— START OF DATA ENTRIES —
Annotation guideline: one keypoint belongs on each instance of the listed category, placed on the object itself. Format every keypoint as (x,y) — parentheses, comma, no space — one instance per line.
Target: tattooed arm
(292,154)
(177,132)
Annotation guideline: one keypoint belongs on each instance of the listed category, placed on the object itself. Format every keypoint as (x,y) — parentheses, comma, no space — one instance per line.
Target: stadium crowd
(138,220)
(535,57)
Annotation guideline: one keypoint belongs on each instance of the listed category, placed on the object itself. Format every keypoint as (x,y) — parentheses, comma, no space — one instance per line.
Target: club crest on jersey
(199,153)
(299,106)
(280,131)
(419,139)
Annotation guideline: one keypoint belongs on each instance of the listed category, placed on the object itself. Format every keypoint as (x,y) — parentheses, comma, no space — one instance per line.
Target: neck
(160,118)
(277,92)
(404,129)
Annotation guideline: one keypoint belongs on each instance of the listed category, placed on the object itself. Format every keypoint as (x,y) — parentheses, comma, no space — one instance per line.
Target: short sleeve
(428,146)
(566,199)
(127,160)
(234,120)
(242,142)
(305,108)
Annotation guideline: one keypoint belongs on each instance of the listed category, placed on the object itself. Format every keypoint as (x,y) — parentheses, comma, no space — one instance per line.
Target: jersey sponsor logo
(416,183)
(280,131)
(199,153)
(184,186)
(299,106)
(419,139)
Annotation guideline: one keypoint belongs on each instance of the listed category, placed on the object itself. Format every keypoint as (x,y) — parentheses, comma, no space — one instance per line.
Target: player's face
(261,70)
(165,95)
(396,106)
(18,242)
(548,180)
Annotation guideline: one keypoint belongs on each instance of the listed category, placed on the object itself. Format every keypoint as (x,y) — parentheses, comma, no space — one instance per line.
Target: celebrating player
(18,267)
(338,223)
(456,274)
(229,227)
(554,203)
— END OF DATA ENTRIES —
DIRECTIVE: Extract every line of the material above that contains the word "jersey", treating case as significant.

RESPONSE TO THIS TASK:
Target: club crest on jersey
Target: jersey sponsor logo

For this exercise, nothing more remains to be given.